• THE DATA

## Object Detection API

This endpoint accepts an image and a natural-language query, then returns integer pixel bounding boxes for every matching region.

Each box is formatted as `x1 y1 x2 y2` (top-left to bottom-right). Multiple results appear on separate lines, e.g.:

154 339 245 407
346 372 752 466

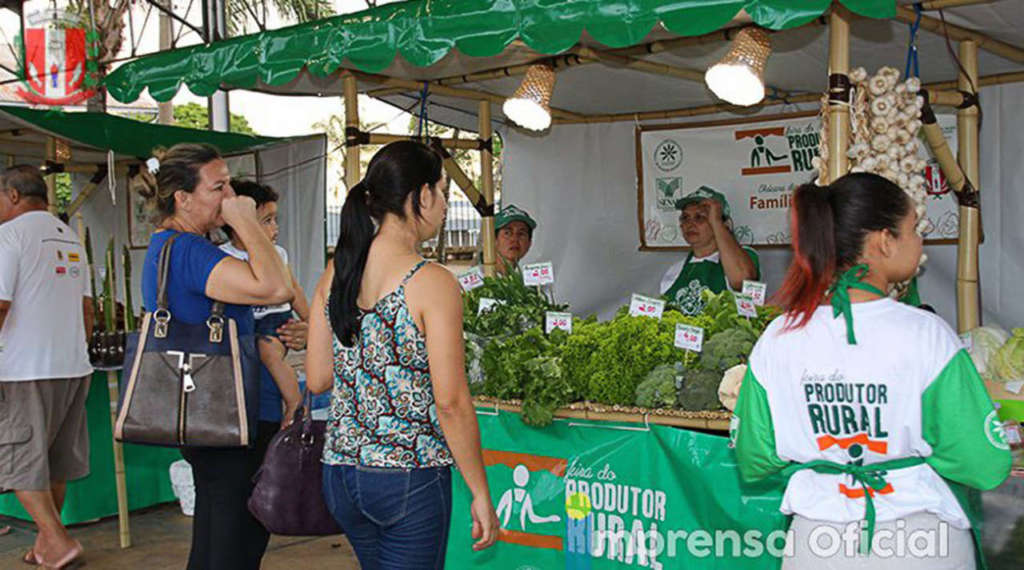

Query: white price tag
733 293 758 318
676 324 703 352
743 279 768 307
459 266 483 291
630 293 665 320
476 297 505 315
544 311 572 334
522 261 555 287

• GOAL
Reproduce the material above with "price tag" swapped for "price label" and every other line unchanged. Leave out the pictures.

• THE REPLY
## Object Detection API

This endpoint accepts an image and a natural-language query, then returns integer pixel bounding boxes for every matching region.

Each box is formatted as `x1 y1 x2 y2` (top-left to bottom-right). Multiple results appear on separate lines, e.g.:

154 339 245 407
346 372 752 466


Query: white price label
733 293 758 318
676 324 703 352
743 279 768 307
459 266 483 291
630 293 665 320
476 297 505 315
544 311 572 334
522 261 555 287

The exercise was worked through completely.